WHAT THE TASK ASKS =>
The records below must be transcribed exactly.

INFORMATION =>

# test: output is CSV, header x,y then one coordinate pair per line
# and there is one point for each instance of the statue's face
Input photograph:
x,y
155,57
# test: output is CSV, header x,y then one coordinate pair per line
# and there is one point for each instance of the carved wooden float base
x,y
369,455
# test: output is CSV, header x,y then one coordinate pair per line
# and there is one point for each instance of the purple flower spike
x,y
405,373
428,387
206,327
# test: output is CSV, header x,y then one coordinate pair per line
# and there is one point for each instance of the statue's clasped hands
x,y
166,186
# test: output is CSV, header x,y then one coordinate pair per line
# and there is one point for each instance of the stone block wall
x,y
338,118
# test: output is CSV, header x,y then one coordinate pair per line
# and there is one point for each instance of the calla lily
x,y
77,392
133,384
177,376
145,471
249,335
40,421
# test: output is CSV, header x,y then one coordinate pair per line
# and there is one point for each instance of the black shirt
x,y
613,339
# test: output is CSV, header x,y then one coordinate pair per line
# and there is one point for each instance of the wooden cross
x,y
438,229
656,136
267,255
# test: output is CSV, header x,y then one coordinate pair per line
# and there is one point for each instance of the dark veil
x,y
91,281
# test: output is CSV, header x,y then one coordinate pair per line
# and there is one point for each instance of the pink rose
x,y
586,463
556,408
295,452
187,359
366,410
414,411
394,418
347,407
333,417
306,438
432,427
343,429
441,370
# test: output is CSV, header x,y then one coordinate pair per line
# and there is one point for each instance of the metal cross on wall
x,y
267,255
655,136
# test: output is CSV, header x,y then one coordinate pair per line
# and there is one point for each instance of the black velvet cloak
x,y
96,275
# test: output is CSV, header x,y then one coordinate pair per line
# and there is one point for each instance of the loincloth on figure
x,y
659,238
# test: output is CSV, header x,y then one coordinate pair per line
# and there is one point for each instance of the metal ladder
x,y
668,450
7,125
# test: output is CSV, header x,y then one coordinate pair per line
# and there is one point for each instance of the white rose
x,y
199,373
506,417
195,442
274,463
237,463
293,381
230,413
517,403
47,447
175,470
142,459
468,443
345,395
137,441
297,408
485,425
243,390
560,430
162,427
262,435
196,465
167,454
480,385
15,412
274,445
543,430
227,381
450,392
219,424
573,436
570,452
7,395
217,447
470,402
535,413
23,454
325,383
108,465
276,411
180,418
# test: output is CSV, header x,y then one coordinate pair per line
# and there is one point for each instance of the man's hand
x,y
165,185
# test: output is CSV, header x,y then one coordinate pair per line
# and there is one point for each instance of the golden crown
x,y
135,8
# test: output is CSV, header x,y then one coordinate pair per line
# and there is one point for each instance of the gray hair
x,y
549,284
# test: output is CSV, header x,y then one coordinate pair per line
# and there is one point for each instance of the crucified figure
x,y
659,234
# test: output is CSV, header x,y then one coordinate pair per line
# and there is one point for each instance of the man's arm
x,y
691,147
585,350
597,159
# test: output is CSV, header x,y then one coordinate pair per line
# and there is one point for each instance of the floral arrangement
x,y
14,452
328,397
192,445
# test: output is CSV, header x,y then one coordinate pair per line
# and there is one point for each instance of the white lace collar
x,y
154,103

RESPONSE BOX =>
# test: output is CSV, header x,y then one coordinate pair per line
# and there is one point for each instance of the statue's face
Input photograph:
x,y
155,57
# test: output is CSV, header x,y then one coordinate pair per line
# and there is one point for each instance of the carved wooden float base
x,y
369,455
# test: output is CSV, header x,y then one coordinate pair per line
# and there is one point for each instance of the purple flower spike
x,y
405,373
428,387
206,327
# test: output is CSV, header x,y then one coordinate pair per line
# and there is one point for each instance of the statue's clasped hands
x,y
166,186
# test: output is CSV, header x,y then one coordinate pair per line
# and there is one point for each instance of the stone block wall
x,y
338,118
# test: output is CSV, header x,y then one coordinate pair per line
# and there is one point for each instance of the calla lily
x,y
77,392
133,384
177,376
145,471
249,335
40,421
# test: output is CSV, header x,y then one coordinate pair per line
# and there is one point for each instance of the black shirt
x,y
613,339
# test: output is CSV, header x,y then one coordinate pair per line
# and there is one point for each instance of the wooden cross
x,y
438,229
656,136
267,255
# test: output is CSV, header x,y then one coordinate pair per line
# and there is one point for each instance of the dark veil
x,y
91,281
# test: output is CSV, header x,y then one coordinate pair per line
# and there is one point for each instance of the pink rose
x,y
586,463
556,408
295,452
187,359
366,410
414,411
394,418
347,407
333,417
306,438
432,427
343,429
441,370
# test: output is CSV, header x,y then one coordinate pair per line
# and there is one point for each instance of the metal cross on wall
x,y
267,255
655,136
# test: output is CSV, header x,y then one coordinate pair per line
# and there is one point for each instance of the black velvet cloak
x,y
96,275
# test: output is CSV, header x,y then one coordinate pair per line
# and there is one point for each instance of the loincloth on figure
x,y
659,238
# test: output is CSV, header x,y then one coordinate pair per line
# and there is one point for each instance of the metal ladder
x,y
668,450
7,125
# test: output is CSV, header x,y then one coordinate pair per line
# and there is one point for each instance of the white rose
x,y
199,373
506,417
195,442
274,463
237,463
293,381
230,413
517,403
47,447
175,470
142,459
468,443
345,395
137,441
297,408
485,425
243,390
560,430
162,427
262,435
196,465
167,454
480,385
15,412
274,445
543,430
227,381
450,392
219,424
573,436
570,452
7,395
217,447
470,402
535,413
23,454
325,383
108,465
276,411
180,418
# test: output is CSV, header x,y then one coordinate pair per line
# and there is one point for each instance of the man's hand
x,y
165,185
# test: output is CSV, header x,y then one coordinate pair per line
# and there is one point for each instance of the golden crown
x,y
135,8
# test: output is CSV, header x,y then one coordinate pair per line
# and there is one point for each instance of the gray hair
x,y
549,284
# test: output is CSV, header x,y then one coordinate pair per line
# and there is one point for each instance of the crucified figure
x,y
659,234
# test: output is CSV, header x,y then one coordinate pair per line
# and there is one point for each instance of the man's arm
x,y
691,147
585,350
597,159
# test: output is CSV, header x,y then one coordinate pair per line
# and there is one point for each instance of the floral arrangement
x,y
14,452
328,397
192,445
# test: output is CSV, header x,y then one coordinate pair per line
# and there is one point for each instance of the white lace collar
x,y
154,103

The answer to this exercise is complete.